[EXTRACTED DATA — start]
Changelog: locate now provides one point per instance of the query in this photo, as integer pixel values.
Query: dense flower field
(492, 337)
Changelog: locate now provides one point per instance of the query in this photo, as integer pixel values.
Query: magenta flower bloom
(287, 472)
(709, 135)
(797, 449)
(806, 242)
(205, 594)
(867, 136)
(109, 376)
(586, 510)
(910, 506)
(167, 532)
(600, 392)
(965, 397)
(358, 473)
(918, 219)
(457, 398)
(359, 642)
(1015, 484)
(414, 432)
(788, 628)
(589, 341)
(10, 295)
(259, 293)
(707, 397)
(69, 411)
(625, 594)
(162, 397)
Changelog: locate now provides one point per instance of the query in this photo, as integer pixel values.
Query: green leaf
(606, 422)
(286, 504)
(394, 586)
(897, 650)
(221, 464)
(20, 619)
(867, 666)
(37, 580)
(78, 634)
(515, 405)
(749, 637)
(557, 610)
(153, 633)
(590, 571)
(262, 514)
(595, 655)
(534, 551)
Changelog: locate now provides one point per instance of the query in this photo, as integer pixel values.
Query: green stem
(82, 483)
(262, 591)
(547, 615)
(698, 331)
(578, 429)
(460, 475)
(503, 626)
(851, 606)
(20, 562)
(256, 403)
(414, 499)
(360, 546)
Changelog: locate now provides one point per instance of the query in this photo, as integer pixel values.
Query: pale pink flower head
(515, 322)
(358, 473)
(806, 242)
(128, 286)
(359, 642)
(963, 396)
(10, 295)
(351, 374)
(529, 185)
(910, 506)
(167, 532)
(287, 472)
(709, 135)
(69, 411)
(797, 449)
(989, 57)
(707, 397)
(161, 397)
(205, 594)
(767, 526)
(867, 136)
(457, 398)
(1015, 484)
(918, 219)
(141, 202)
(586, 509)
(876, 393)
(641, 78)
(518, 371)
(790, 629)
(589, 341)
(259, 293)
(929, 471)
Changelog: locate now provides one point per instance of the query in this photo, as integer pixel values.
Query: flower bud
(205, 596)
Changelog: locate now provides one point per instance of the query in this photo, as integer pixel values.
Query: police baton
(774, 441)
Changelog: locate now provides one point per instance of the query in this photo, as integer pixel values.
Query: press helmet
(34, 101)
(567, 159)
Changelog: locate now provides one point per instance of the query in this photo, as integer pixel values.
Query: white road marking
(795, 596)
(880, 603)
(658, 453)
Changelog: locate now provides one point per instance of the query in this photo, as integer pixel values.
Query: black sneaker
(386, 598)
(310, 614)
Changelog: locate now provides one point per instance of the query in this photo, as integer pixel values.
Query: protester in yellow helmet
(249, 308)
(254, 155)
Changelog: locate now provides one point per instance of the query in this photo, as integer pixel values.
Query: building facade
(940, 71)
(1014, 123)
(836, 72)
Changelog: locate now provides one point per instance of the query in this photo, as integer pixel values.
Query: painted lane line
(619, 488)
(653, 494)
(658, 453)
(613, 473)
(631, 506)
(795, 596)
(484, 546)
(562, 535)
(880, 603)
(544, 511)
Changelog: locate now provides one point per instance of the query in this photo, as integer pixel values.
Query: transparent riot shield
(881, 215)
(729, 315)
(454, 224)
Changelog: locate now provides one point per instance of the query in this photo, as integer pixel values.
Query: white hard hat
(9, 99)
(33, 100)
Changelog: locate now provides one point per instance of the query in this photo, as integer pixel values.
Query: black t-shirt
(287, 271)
[EXTRACTED DATA — finish]
[TASK ITEM] Repeat the material word for word.

[THE ANSWER]
Changelog: locate now provides one point per instance of the query in this photo, as integer pixel values.
Query: dense flower field
(492, 337)
Changelog: locate now provides one point per instance of the query in this photo, as integer pixel values.
Query: magenta flower bloom
(287, 472)
(709, 135)
(797, 449)
(806, 242)
(205, 594)
(867, 136)
(109, 376)
(586, 510)
(910, 506)
(167, 532)
(600, 392)
(965, 397)
(358, 473)
(918, 219)
(457, 398)
(359, 642)
(1015, 484)
(414, 432)
(788, 628)
(589, 341)
(10, 295)
(259, 293)
(707, 397)
(69, 411)
(625, 594)
(162, 397)
Changelog: locate now provides one point per instance of the query in this photo, as integer pixel values.
Query: green leaf
(606, 422)
(286, 504)
(394, 586)
(897, 650)
(221, 464)
(20, 619)
(867, 666)
(37, 580)
(78, 634)
(515, 405)
(749, 637)
(557, 610)
(153, 633)
(590, 571)
(262, 514)
(595, 655)
(534, 551)
Changelog: locate now provides one point per instance of the query in this photo, as integer pixel values.
Query: green stem
(82, 483)
(262, 591)
(547, 615)
(698, 331)
(578, 429)
(460, 475)
(503, 626)
(851, 606)
(20, 562)
(256, 403)
(414, 499)
(360, 546)
Changelog: locate now provides one point per instance of the query in this photo, as integer pixel values.
Query: pale pink flower head
(515, 322)
(358, 473)
(806, 242)
(128, 286)
(359, 642)
(963, 396)
(10, 295)
(351, 374)
(529, 185)
(910, 506)
(167, 532)
(287, 472)
(709, 135)
(69, 411)
(797, 449)
(989, 57)
(707, 397)
(161, 397)
(205, 594)
(767, 526)
(867, 136)
(457, 398)
(1015, 484)
(918, 219)
(141, 202)
(586, 509)
(876, 393)
(641, 78)
(518, 371)
(790, 629)
(589, 341)
(259, 293)
(929, 471)
Changelog: locate now provides one point per instance of the query in this photo, as integer pixel values.
Query: flower bud
(205, 596)
Changelog: locate now provides one point per instance of the query in this photo, as integer pixel values.
Query: police baton
(774, 441)
Changelog: locate now provides one point per instance of the query in this photo, as integer pixel values.
Query: press helmet
(34, 101)
(567, 159)
Changelog: locate now provides one point per instance of the query in this photo, as integer pixel values.
Query: white road marking
(795, 596)
(880, 603)
(658, 453)
Changelog: locate now provides one point per instance of the query in this photo, as integer pixel values.
Query: black sneaker
(386, 598)
(310, 614)
Changelog: locate now provides one point per instance of the query in this photo, as integer pixel values.
Query: protester in yellow helmet
(249, 308)
(254, 155)
Changelog: locate now provides one point per instance of the query in this photo, as integer pixel values.
Query: building facade
(940, 71)
(1014, 123)
(836, 72)
Changelog: locate now provides one point per instance of the query in this photo, as integer pixel values.
Query: painted lane line
(619, 488)
(653, 494)
(658, 453)
(613, 473)
(631, 506)
(795, 596)
(484, 546)
(562, 535)
(880, 603)
(544, 511)
Changelog: locate now provides one point per instance of the query in this photo, as integer pixel values.
Query: transparent riot shield
(881, 215)
(729, 315)
(454, 224)
Changelog: locate now provides one point per instance of the query in this photo, as integer pixel values.
Query: white hard hat
(9, 99)
(33, 100)
Changelog: locate now provides one point per instance of the query in this photo, as integer pixel values.
Query: black t-shirt
(287, 271)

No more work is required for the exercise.